Set exercise:
In one to three sentences, explain why, according to the sports column below, the Packers have not forgotten the Giants.

[START OF Passage to read]

Still, the matter of taking a couple of baby steps toward “Mission Impossible: 2,” which would happen as this 24-2 thrashing became a reality, with the knowledge the next few strides would come next week in a familiar old January haunt.

But it all had to start somewhere, and from the moment Eli found safety, away from the prying fingertips of the Falcons’ pass rush, the more the Giants found safety in the welcoming arms of momentum. It happens that way for teams on a roll. One play becomes five. One win becomes three.

“We are playing at a very high level right now,” coach Tom Coughlin said. “If we continue to play like this we are going to continue to be heard from in this tournament.”

If you don’t think the Packers remember how they were the Giants’ warm-up act four years ago on their way to shuttering the Patriots’ undefeated aspirations, consider this Tweet from Green Bay receiver Greg Jennings, typed out within minutes of the final gun at MetLife:

“The team that kept us from our potential Super Bowl in 08 is back on OUR turf now. Trust me, we haven’t forgotten.”

We trust him. We know they haven’t. If you were at Lambeau Field that frozen Sunday evening in 2008, you remember the sound of 70,000 silenced voice boxes and the look of 70,000 heartbroken Cheeseheads. It was Brett Favre’s final game as a Packer, his final act a game-altering overtime interception plucked out of the frosty night by Corey Webster.

Different quarterback for the Packers now, with the presumptive MVP, Aaron Rodgers, lying in wait for the Giants. Different Giants team making that trip, too, this one led by its own confident quarterback and by a defense that just a few weeks ago was being lit up in all sectors like a tiki torch and now is as stingy as your father with your allowance.

The Giants are 8 1/2-point underdogs, and that sounds about right.

[END OF Passage to read]
[START OF Records provided]

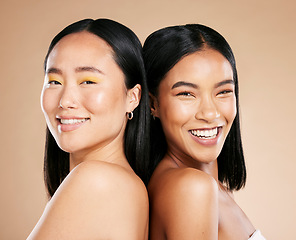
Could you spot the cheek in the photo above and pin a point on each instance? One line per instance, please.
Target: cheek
(49, 101)
(102, 101)
(229, 110)
(175, 112)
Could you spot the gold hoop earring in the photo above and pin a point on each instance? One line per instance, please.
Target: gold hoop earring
(130, 115)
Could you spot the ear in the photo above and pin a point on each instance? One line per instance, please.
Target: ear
(153, 105)
(133, 97)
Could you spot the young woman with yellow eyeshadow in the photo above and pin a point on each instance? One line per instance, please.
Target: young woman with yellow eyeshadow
(95, 102)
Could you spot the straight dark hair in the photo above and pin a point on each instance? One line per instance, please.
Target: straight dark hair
(128, 56)
(162, 50)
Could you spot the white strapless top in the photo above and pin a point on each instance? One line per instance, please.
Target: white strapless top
(257, 236)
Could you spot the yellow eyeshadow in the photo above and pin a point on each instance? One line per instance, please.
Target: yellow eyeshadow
(91, 79)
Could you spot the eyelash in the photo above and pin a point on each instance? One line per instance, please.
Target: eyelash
(54, 82)
(88, 82)
(225, 92)
(185, 94)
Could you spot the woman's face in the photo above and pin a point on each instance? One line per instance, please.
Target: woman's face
(84, 97)
(196, 105)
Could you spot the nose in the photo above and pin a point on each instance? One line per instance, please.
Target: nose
(68, 98)
(207, 110)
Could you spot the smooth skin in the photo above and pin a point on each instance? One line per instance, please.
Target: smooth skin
(187, 200)
(102, 197)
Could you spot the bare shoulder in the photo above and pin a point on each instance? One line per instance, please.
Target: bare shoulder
(93, 200)
(185, 204)
(106, 176)
(177, 181)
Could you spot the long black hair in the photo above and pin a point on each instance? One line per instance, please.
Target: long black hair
(162, 50)
(128, 56)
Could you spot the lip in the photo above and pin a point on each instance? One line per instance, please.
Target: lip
(70, 123)
(206, 141)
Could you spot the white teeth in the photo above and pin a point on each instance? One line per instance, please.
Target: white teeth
(72, 121)
(212, 133)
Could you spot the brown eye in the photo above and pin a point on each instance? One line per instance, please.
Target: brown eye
(225, 92)
(185, 94)
(88, 82)
(54, 82)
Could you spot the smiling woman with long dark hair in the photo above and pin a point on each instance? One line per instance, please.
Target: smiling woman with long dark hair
(196, 150)
(95, 102)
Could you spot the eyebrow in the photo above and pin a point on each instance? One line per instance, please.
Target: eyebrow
(182, 83)
(78, 69)
(88, 69)
(54, 70)
(219, 84)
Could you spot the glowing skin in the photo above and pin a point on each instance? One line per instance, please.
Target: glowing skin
(84, 98)
(196, 105)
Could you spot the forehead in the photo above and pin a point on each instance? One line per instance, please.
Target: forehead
(207, 63)
(80, 47)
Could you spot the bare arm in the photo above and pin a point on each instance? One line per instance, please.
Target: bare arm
(96, 201)
(188, 206)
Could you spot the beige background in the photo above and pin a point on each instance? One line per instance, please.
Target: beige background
(262, 35)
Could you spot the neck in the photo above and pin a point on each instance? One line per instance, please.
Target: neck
(110, 153)
(210, 168)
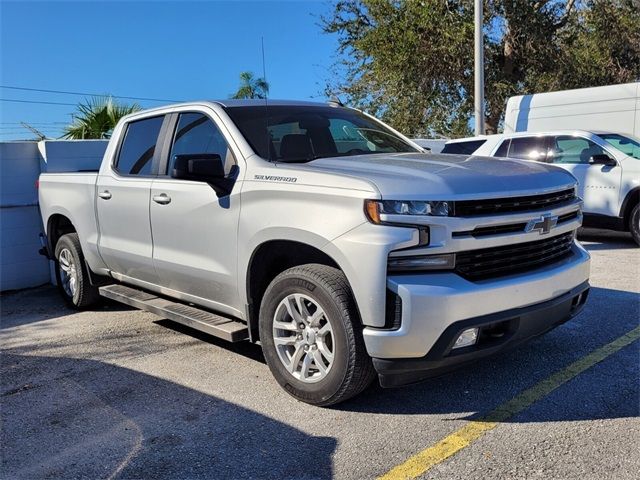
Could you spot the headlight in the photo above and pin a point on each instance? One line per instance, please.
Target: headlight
(418, 263)
(375, 208)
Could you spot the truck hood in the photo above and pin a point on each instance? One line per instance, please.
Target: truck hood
(408, 176)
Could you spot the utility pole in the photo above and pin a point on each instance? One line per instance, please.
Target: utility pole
(479, 70)
(38, 133)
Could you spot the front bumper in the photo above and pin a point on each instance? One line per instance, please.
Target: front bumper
(513, 327)
(432, 304)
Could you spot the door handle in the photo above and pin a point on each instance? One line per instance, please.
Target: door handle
(162, 199)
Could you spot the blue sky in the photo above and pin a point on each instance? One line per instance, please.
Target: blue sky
(158, 49)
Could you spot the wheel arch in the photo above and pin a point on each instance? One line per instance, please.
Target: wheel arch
(58, 225)
(630, 201)
(268, 260)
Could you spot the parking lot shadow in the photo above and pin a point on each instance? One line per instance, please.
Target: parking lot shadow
(87, 419)
(607, 390)
(32, 305)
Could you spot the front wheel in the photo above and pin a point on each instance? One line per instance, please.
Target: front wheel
(71, 273)
(634, 223)
(311, 336)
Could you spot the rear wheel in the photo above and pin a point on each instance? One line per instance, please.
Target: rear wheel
(71, 273)
(311, 336)
(634, 223)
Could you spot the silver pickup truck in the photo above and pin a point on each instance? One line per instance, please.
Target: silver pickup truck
(324, 235)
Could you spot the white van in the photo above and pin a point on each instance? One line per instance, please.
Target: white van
(606, 165)
(614, 108)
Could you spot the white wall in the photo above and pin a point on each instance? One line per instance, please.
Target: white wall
(21, 265)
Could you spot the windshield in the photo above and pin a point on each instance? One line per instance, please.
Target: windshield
(625, 143)
(305, 133)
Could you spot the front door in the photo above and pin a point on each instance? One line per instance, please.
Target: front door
(194, 231)
(123, 195)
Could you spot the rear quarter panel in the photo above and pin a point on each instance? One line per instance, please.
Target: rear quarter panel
(73, 196)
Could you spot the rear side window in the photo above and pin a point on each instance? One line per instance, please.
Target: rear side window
(503, 150)
(139, 146)
(529, 148)
(463, 148)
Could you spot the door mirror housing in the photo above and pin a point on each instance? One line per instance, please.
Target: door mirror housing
(602, 159)
(205, 167)
(202, 167)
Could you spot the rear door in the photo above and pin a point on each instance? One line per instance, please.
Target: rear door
(123, 192)
(195, 231)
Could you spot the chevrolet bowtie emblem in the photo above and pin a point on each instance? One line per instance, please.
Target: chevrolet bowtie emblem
(544, 224)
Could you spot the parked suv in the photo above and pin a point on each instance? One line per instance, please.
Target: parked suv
(606, 164)
(323, 234)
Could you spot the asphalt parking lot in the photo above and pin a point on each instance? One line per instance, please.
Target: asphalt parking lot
(117, 393)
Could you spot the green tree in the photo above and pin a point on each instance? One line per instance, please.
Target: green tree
(97, 117)
(411, 62)
(251, 87)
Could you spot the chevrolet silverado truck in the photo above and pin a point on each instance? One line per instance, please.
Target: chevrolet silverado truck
(327, 237)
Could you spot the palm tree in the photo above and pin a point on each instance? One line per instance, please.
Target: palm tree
(251, 87)
(97, 117)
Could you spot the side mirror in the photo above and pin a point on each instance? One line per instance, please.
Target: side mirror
(602, 159)
(203, 167)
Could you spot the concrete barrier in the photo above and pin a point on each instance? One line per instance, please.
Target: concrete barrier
(20, 225)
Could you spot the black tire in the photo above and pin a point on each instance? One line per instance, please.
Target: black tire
(84, 294)
(634, 223)
(351, 370)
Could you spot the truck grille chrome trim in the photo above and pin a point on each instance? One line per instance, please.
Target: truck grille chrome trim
(511, 227)
(501, 261)
(470, 208)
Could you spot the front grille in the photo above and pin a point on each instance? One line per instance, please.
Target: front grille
(470, 208)
(510, 228)
(500, 261)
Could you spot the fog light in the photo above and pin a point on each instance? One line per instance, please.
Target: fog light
(466, 338)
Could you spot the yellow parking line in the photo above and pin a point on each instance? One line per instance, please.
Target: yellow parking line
(450, 445)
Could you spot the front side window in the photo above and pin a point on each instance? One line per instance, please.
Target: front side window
(304, 133)
(196, 133)
(528, 148)
(503, 150)
(139, 146)
(569, 149)
(625, 143)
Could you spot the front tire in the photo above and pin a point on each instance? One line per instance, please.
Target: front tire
(634, 223)
(311, 338)
(72, 275)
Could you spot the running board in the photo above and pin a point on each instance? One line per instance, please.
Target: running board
(202, 320)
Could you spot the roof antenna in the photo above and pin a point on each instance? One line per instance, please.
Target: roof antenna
(266, 104)
(334, 101)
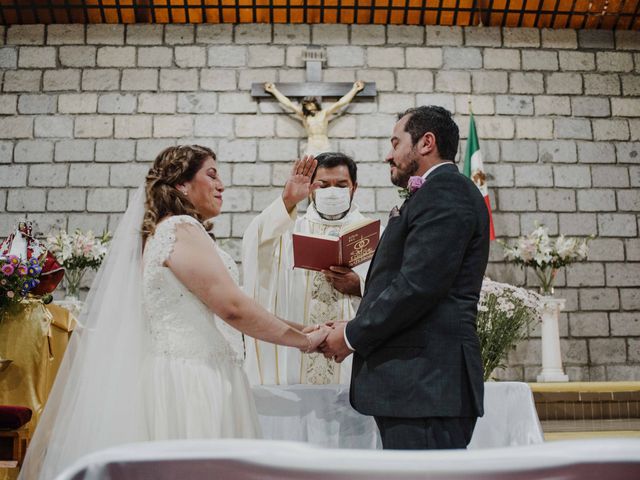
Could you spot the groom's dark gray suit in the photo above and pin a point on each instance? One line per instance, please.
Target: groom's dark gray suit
(417, 355)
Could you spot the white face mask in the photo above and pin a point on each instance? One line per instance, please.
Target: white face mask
(332, 200)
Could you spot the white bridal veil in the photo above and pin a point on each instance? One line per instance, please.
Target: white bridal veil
(96, 399)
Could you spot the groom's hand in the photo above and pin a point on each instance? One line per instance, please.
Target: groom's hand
(334, 345)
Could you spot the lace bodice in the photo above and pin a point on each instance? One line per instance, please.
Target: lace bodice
(180, 324)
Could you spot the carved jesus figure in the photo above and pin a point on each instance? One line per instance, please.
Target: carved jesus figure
(314, 118)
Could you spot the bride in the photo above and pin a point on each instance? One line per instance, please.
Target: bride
(160, 352)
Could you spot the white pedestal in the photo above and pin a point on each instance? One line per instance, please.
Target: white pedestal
(552, 370)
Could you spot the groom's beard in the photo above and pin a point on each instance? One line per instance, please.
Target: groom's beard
(401, 176)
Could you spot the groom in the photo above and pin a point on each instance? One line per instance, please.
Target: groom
(417, 366)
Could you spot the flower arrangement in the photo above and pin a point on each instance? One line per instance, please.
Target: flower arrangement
(504, 314)
(17, 278)
(77, 252)
(545, 255)
(413, 185)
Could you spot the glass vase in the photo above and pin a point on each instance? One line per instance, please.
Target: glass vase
(72, 279)
(546, 277)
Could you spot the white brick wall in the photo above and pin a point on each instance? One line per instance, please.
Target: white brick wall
(84, 109)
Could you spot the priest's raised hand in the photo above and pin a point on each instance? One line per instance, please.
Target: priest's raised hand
(299, 186)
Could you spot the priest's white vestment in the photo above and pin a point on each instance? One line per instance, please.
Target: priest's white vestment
(297, 295)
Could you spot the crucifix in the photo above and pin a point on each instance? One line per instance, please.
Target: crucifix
(314, 118)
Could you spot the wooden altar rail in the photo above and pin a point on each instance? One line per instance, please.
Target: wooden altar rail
(588, 409)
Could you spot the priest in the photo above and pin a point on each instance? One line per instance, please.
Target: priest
(329, 182)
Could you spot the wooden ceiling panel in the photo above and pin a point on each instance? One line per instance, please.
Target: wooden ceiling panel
(576, 14)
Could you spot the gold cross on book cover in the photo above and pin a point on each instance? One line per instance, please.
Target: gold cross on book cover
(355, 244)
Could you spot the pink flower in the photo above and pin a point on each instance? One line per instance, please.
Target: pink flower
(7, 269)
(414, 184)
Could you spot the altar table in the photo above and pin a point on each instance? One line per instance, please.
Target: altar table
(35, 339)
(321, 415)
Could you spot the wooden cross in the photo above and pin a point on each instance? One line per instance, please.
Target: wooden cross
(314, 87)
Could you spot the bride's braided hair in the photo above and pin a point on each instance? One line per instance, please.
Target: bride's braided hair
(173, 166)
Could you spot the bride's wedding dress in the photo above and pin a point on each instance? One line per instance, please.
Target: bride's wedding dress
(194, 384)
(148, 360)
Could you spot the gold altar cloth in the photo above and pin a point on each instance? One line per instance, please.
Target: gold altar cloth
(35, 338)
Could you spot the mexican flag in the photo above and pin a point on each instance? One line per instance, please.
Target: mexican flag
(474, 170)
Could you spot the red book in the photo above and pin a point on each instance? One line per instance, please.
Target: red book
(355, 244)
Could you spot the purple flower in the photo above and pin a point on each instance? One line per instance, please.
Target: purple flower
(7, 269)
(414, 184)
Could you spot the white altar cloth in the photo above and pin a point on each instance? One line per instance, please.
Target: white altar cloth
(270, 460)
(321, 415)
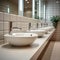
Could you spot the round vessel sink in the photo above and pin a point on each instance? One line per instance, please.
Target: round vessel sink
(20, 39)
(39, 32)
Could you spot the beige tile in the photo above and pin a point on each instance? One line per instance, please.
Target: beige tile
(4, 26)
(6, 17)
(13, 17)
(1, 35)
(1, 16)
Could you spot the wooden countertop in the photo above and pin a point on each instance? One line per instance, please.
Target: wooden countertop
(32, 52)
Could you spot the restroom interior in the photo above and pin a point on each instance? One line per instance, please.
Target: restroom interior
(33, 18)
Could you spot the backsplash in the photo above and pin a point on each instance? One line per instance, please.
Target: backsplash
(17, 21)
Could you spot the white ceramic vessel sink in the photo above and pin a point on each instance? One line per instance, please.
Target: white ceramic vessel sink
(39, 32)
(20, 39)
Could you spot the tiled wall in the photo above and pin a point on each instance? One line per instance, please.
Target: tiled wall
(17, 21)
(56, 36)
(6, 5)
(52, 9)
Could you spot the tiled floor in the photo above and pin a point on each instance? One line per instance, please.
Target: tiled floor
(53, 51)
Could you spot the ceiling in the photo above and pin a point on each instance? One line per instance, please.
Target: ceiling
(14, 1)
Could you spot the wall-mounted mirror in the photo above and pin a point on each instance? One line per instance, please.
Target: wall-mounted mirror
(27, 8)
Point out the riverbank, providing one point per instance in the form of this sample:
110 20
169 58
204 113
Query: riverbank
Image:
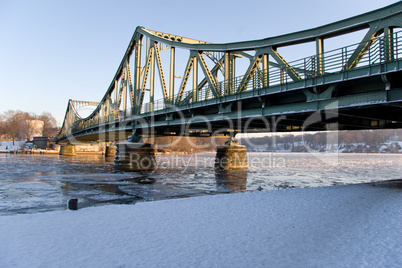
354 225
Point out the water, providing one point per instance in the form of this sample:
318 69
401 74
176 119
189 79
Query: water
37 183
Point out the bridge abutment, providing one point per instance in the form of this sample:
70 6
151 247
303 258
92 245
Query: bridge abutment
231 156
110 151
135 156
68 150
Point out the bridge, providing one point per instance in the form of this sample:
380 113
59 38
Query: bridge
251 86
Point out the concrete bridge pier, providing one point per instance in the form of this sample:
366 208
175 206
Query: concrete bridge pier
110 151
134 156
231 156
68 150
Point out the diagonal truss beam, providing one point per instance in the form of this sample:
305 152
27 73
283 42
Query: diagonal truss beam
186 76
161 74
208 75
362 49
145 77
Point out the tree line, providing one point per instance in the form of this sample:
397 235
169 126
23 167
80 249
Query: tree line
14 122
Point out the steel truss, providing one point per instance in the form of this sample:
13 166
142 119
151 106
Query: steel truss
212 67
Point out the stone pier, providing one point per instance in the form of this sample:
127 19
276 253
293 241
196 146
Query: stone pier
231 156
134 156
110 151
68 150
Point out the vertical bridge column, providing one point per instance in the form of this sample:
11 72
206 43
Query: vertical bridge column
231 156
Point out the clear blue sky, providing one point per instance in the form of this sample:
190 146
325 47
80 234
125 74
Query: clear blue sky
55 50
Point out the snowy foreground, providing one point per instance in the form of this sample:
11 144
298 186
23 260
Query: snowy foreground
353 226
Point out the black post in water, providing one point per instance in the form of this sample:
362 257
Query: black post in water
73 204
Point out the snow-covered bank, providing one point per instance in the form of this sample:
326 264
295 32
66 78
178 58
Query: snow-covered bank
353 225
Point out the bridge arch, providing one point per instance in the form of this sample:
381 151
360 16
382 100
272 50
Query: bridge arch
209 73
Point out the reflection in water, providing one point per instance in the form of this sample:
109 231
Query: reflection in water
33 183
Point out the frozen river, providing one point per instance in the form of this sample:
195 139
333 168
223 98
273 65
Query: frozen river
35 183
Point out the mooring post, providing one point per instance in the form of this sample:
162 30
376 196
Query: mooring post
68 150
231 156
73 204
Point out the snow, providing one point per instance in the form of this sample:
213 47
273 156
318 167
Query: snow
353 225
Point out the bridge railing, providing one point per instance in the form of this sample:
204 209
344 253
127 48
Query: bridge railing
333 61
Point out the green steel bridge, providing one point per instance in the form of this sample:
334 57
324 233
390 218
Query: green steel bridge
251 86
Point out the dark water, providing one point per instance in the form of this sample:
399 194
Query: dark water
36 183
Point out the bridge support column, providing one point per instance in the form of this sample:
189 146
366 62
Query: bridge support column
68 150
231 156
134 156
110 151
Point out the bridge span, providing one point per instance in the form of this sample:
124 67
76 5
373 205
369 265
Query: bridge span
208 89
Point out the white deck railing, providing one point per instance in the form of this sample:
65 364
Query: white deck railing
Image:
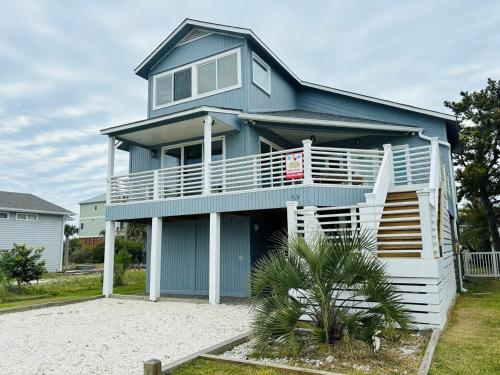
322 165
412 165
481 264
334 221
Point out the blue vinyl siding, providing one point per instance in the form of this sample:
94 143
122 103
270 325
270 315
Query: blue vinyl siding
185 257
253 200
314 100
191 52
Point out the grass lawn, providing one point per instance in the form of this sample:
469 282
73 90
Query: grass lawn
57 287
470 343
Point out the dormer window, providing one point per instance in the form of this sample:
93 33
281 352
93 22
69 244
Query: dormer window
202 78
261 74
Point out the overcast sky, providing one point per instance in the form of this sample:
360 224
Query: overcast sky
66 70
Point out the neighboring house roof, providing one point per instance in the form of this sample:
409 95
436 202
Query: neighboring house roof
11 201
97 199
188 24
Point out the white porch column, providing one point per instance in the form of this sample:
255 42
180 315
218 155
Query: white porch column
111 167
214 259
155 264
425 224
291 218
109 258
207 152
312 227
307 143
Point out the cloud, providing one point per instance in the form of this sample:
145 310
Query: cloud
67 69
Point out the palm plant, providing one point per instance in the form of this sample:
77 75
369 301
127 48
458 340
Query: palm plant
335 281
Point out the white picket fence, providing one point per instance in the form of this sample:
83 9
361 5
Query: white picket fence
481 264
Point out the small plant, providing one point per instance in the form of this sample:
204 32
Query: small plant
123 260
5 281
325 281
23 264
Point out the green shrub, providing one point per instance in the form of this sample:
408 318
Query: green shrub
317 271
23 264
80 256
123 260
74 245
5 281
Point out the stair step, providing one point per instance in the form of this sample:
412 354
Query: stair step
400 246
399 255
411 206
400 229
399 223
403 195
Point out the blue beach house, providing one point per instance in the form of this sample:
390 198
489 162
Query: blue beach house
235 147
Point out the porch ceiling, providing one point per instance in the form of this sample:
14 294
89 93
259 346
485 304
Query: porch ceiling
173 132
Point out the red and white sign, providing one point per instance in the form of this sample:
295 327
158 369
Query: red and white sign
294 166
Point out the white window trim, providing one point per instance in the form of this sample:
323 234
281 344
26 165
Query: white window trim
267 67
190 143
26 213
269 143
194 79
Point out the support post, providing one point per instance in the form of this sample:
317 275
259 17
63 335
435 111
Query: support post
111 168
307 143
207 152
155 264
109 258
152 367
425 224
214 261
291 218
312 228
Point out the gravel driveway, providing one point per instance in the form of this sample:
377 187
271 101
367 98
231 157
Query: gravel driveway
112 336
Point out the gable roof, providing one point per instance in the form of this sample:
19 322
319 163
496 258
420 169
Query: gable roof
188 24
11 201
97 199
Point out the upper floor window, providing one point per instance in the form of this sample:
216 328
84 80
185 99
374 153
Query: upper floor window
261 73
27 217
202 78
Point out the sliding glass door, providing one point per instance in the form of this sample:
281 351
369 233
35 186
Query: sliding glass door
187 179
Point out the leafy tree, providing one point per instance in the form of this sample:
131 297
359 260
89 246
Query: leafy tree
474 233
478 164
69 230
320 275
23 264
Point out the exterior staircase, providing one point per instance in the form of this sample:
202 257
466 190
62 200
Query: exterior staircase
399 234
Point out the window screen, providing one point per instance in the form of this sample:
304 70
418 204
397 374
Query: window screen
164 89
227 71
182 84
206 78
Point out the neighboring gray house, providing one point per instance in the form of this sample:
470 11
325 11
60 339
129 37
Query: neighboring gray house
235 146
91 224
28 219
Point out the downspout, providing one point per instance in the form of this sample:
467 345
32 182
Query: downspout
454 196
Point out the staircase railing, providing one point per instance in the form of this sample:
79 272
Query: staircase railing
374 206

[END OF Records provided]

Final answer:
Four years earlier, the Giants beat the Packers at Lambeau Field in 2008 and kept them from a potential Super Bowl. That game was Brett Favre's last as a Packer, and it turned on his overtime interception by Corey Webster. The Giants then went on to end the Patriots' undefeated aspirations.